Return every line in the items that contains the word "white", matching case exactly.

===============

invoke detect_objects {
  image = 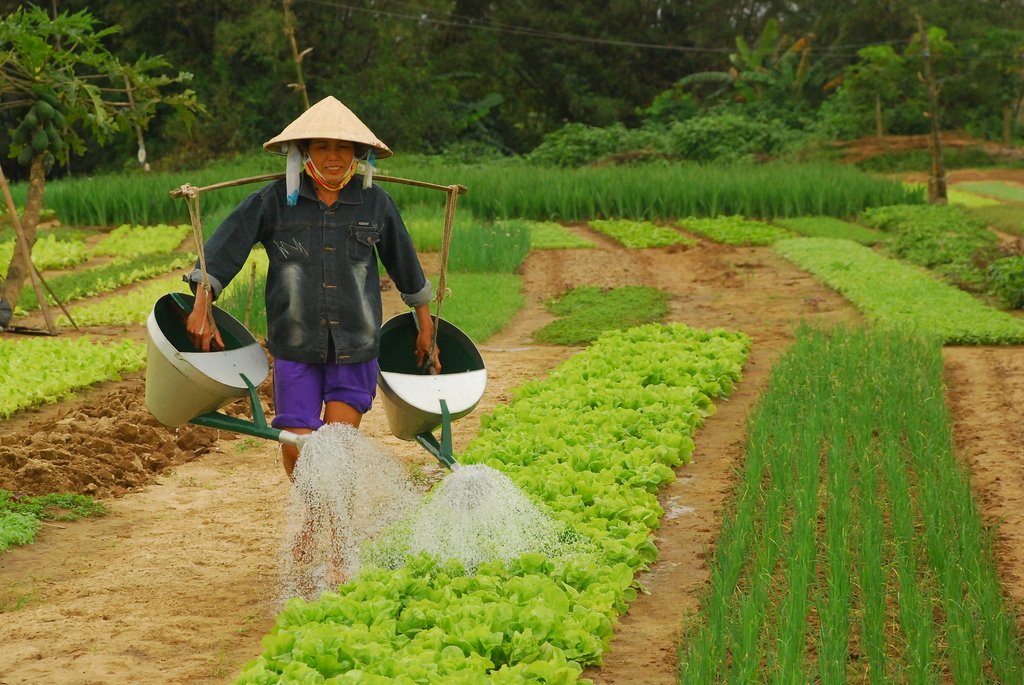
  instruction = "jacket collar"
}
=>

===============

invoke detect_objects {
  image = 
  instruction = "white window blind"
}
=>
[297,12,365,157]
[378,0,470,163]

===============

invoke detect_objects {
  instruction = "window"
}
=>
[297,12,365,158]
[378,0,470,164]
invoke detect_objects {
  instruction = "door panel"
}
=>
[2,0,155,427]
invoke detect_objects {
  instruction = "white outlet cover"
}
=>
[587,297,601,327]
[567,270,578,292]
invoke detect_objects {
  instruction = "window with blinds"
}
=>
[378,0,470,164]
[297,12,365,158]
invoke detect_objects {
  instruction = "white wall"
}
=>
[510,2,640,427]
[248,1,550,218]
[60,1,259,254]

===============

▶ [Solution below]:
  instruction = "white window blind"
  instruction = "white outlet cover"
  instruction = "white wall"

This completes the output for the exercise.